CONSIGNES:
[1] Répondez aux questions suivantes à partir de l'article sur El cuarto pasajero.
(a) Quelle distinction Balada triste de trompeta a-t-il obtenue au festival de Venise ?
(b) Comment l'article qualifie-t-il le genre de El cuarto pasajero ?
(c) Quelle récompense Les sorcières de Zugarramurdi a-t-il reçue ?
[2] Recopiez fidèlement le passage de l'article sur El cuarto pasajero qui commence par « C’est un des » et se poursuit jusqu'à « comédie romantique pétaradante. ».

TEXTE SOURCE:
• • • • • • •

« El cuarto pasajero » : la comédie romantique façon Alex de la Iglesia

« El cuarto pasajero » : la comédie romantique façon Alex de la Iglesia

C’est un des cinéastes espagnols les plus populaires, et il y a quelques années chacun de ses nouveaux films (d’ailleurs certains coproduits avec la France) était un petit évènement : c’est déplorable que ses films les plus récents ne soient pas mieux distribués dans les cinémas (même si son plus récent Veneciafrenia était une déception). Son dernier film pourrait retrouver plus de succès : El cuarto pasajero est une comédie romantique pétaradante.

Alex de la Iglesia est réputé pour ses films ayant une tonalité fantastique comme Le Jour de la bête, Balada triste de trompeta (Lion d’argent au festival de Venise), Les sorcières de Zugarramurdi (Corbeau d’or au BIFFF), Pris au piège (hors-compétition au festival de Berlin), mais aussi pour l’humour noir de ses comédies comme Mes chers voisins, Un jour de chance, Mi gran noche. L’amour était présent en second plan ou s’invitait en guise de final. Cette fois l’amour est au centre de El cuarto pasajero avec tout les clichés qu’on aime : la difficulté de se déclarer, des mensonges, des jalousies, des quiproquos… avec tout de même un brin de folie typique de Alex de la Iglesia.

• • • • • • •

SECTION DES DONNÉES:
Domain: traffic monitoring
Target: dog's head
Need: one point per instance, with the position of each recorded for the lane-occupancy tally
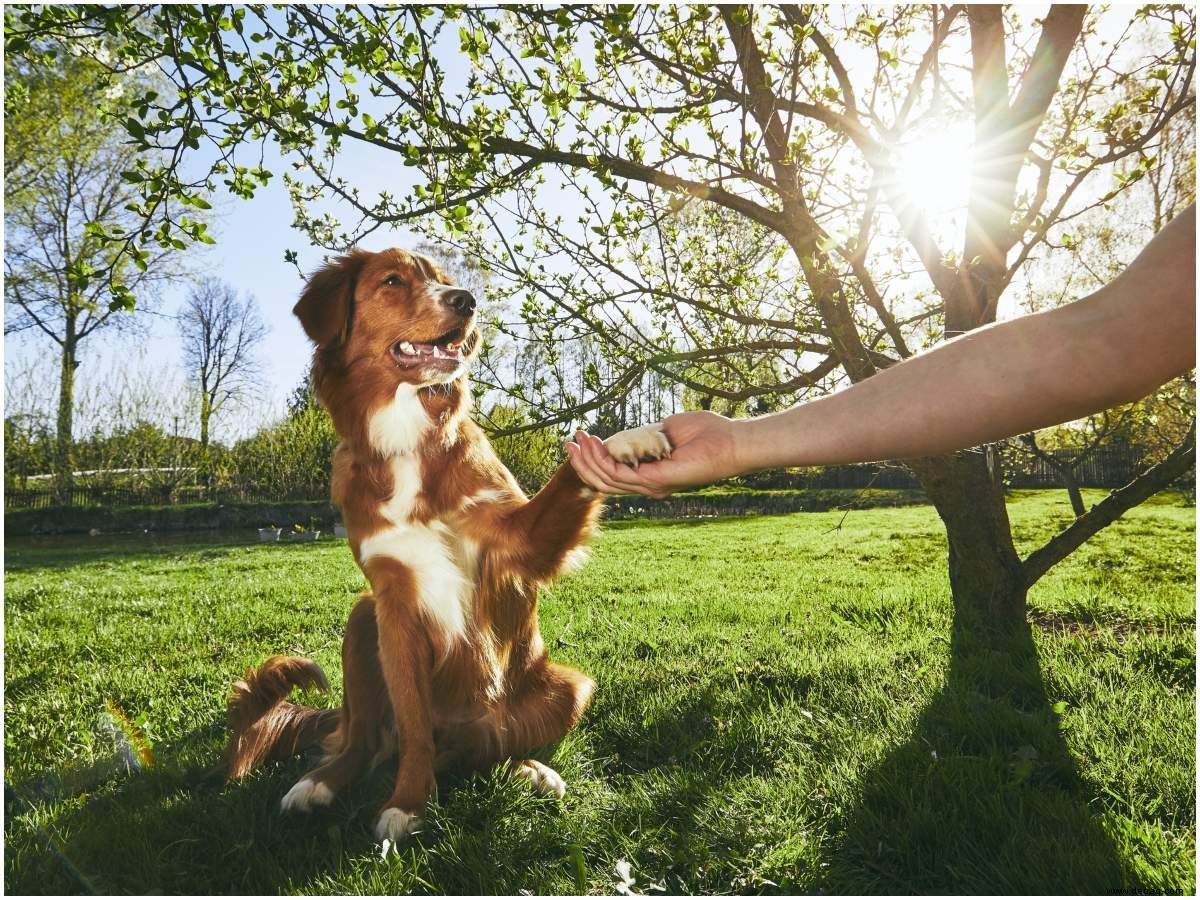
(381, 321)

• • • • • • •

RÉPONSES ATTENDUES:
[1]
(a) Le Lion d'argent.
(b) C'est une comédie romantique pétaradante.
(c) Le Corbeau d'or au BIFFF.

[2]
C’est un des cinéastes espagnols les plus populaires, et il y a quelques années chacun de ses nouveaux films (d’ailleurs certains coproduits avec la France) était un petit évènement : c’est déplorable que ses films les plus récents ne soient pas mieux distribués dans les cinémas (même si son plus récent Veneciafrenia était une déception). Son dernier film pourrait retrouver plus de succès : El cuarto pasajero est une comédie romantique pétaradante.